[[ SOURCE PASSAGE, beginning ]]
It is often assumed that the moment a person decides that the cows and chickens that are routinely killed without a second thought should actually have the right to live, this person also adopts the extreme (and in practice untenable) view that all life is inviolable. This assumption itself is the product of a profoundly speciesist perspective, but I will nevertheless analyse this topic seriously and outline a few of my thoughts.

 

Why I’m pro-choice

I will begin by explaining my personal views before returning to the connection between this issue and animal liberation.
I do not feel that plants, for example, have the right to live. Not because I disparage them at all, but because I don’t think they are sentient. In other words, as I see it, they’re unable to sense what happens to them3. If they do not take pleasure from being alive, feel any pain when they are cut or pulled from the ground, or lament the fact that they have to die, then I see no reason not to use them as I please – in particular by eating them.
I chose plants as an example to more clearly illustrate the difference between respecting life itself (growth and reproduction as unconscious phenomena), and respecting sentient life – in other words, believing that we should safeguard the interests of beings that have interests to be safeguarded.
[[ SOURCE PASSAGE, end ]]
[[ STORED DATA, beginning ]]
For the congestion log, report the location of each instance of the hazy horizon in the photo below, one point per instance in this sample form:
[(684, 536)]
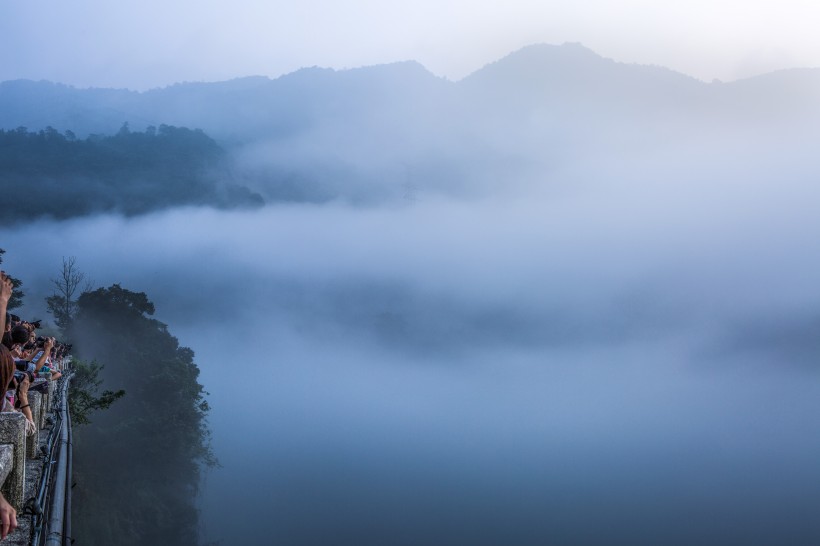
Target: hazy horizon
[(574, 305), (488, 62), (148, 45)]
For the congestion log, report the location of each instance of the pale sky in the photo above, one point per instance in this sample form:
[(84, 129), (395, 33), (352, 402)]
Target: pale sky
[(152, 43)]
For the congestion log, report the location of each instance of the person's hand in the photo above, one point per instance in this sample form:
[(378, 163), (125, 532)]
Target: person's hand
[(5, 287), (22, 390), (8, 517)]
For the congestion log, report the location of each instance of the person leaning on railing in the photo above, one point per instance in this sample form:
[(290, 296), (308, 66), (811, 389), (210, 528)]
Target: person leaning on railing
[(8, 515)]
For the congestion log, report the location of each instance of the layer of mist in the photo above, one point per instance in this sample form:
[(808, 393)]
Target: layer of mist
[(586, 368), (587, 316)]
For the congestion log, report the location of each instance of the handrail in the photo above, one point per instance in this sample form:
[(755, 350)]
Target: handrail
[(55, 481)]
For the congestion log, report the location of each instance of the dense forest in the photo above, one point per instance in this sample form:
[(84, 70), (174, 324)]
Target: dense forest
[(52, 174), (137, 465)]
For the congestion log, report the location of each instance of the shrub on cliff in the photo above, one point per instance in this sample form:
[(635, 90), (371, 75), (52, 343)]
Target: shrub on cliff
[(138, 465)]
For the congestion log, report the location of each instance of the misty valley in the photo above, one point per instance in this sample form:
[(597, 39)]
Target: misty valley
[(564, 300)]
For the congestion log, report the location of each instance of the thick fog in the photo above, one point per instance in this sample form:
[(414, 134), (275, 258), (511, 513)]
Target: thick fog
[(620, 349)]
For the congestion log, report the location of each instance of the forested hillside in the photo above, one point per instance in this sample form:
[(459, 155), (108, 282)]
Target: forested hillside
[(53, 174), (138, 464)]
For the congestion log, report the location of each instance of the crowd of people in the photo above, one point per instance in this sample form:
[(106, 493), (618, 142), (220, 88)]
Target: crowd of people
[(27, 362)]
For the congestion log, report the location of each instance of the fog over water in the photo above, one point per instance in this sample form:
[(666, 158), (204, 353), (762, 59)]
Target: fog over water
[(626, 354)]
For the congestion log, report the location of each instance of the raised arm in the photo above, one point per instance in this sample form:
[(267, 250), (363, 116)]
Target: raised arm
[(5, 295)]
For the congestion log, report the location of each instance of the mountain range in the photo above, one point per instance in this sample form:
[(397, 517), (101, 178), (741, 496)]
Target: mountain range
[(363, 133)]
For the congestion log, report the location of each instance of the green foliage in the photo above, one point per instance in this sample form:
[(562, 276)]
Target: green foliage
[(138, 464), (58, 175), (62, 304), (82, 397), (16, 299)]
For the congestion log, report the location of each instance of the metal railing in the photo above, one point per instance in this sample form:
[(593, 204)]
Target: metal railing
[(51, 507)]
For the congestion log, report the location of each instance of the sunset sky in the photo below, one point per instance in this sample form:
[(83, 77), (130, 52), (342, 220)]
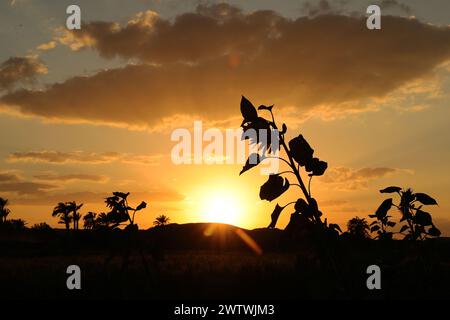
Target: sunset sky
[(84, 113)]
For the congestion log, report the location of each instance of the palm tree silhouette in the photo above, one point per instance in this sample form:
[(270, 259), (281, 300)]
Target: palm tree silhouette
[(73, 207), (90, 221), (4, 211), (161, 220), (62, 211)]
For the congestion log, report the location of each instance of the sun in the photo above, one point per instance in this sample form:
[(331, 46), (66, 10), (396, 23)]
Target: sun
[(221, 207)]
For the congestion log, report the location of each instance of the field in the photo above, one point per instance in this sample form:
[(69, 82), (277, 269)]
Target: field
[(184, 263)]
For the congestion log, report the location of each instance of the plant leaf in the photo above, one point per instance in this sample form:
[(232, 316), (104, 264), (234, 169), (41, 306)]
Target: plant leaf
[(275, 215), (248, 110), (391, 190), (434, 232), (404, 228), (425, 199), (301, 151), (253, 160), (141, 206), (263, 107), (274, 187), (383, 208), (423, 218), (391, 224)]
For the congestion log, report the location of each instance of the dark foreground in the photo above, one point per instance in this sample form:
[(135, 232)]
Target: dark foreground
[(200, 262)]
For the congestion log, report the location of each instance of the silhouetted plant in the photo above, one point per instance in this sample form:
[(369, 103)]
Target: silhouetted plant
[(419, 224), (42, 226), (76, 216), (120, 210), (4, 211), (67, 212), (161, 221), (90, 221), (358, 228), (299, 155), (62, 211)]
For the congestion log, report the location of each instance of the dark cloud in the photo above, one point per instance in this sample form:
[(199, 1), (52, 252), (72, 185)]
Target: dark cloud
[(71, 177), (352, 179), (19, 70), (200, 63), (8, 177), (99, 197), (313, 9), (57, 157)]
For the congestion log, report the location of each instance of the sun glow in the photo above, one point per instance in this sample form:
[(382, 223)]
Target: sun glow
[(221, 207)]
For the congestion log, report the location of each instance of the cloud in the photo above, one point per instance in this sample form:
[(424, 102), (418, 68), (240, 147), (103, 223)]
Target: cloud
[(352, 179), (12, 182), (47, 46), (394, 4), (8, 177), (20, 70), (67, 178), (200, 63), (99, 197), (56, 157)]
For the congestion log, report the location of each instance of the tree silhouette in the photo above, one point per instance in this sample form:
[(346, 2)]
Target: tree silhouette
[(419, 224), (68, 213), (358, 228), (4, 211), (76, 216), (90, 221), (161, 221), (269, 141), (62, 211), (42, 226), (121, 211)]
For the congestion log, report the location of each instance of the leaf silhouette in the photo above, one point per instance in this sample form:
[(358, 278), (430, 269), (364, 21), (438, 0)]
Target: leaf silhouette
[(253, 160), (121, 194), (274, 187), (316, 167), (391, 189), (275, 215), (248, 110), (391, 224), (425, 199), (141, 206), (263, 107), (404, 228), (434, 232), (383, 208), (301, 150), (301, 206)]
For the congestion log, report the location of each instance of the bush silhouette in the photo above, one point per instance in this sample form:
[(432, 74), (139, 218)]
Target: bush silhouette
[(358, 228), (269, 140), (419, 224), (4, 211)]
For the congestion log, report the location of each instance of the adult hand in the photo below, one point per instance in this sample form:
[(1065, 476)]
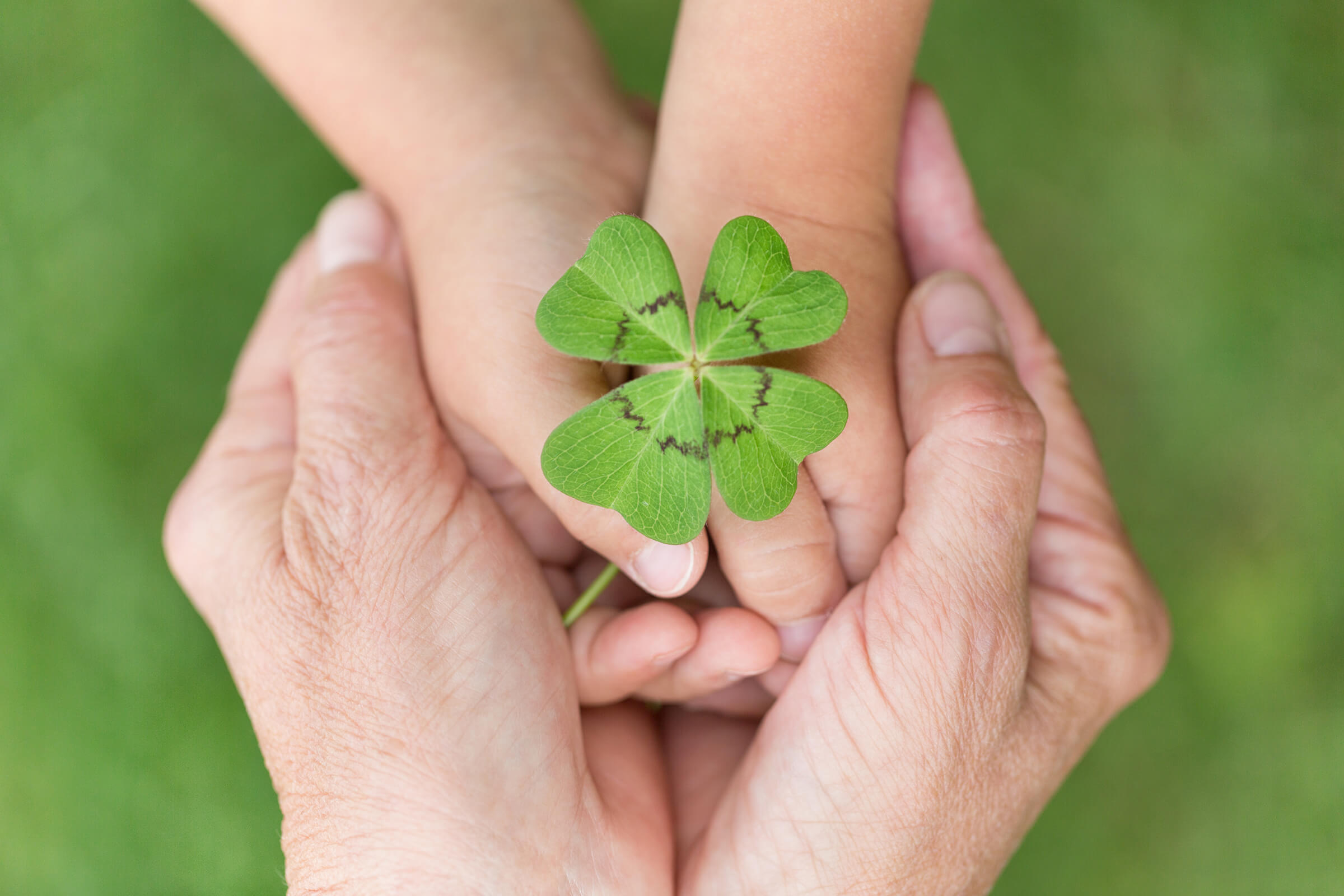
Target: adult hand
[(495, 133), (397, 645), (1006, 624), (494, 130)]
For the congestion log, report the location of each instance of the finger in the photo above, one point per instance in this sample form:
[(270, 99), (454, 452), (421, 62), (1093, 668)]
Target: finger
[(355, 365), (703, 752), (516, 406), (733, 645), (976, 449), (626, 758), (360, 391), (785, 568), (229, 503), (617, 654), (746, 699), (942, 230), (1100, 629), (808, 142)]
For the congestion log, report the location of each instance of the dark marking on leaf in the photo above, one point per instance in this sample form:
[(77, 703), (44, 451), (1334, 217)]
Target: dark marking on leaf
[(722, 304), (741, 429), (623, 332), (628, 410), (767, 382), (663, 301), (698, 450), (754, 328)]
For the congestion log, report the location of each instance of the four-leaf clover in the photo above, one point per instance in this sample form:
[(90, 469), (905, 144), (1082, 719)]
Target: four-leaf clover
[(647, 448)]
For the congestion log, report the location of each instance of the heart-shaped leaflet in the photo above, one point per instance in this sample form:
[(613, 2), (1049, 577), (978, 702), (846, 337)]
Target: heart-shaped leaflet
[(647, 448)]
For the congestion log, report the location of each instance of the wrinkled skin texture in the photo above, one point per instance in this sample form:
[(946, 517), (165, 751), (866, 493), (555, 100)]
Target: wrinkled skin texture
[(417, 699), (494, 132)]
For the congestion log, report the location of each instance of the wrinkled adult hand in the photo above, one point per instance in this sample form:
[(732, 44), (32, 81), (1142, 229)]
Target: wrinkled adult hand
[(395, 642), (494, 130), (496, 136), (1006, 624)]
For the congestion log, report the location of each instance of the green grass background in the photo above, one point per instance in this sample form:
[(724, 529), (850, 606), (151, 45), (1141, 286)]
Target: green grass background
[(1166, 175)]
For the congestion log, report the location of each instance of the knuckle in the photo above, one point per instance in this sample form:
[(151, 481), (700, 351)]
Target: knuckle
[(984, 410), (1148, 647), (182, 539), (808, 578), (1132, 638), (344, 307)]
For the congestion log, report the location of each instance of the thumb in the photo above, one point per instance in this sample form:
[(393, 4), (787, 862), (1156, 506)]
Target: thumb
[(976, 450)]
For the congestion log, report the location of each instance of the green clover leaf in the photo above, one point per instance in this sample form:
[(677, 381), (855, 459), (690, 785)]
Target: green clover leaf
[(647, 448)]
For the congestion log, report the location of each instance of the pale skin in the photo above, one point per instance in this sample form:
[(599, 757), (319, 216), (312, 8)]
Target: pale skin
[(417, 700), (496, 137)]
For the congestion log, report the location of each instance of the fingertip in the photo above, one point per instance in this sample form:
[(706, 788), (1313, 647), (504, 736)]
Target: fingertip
[[ STORED DATA, end ]]
▶ **WHAT YOU NEED TO DO**:
a) Rewrite the passage on sentience and the right to live from "It is often" to "and animal liberation.", replacing "animal liberation" with "animal rights".
b) In the passage on sentience and the right to live, list every experience the sentence beginning "If they do not take pleasure" names for plants.

▶ **SOLUTIONS BY TASK**:
a)
It is often assumed that the moment a person decides that the cows and chickens that are routinely killed without a second thought should actually have the right to live, this person also adopts the extreme (and in practice untenable) view that all life is inviolable. This assumption itself is the product of a profoundly speciesist perspective, but I will nevertheless analyse this topic seriously and outline a few of my thoughts.

 

Why I’m pro-choice

I will begin by explaining my personal views before returning to the connection between this issue and animal rights.

b)
- Taking pleasure from being alive
- Feeling pain when they are cut or pulled from the ground
- Lamenting the fact that they have to die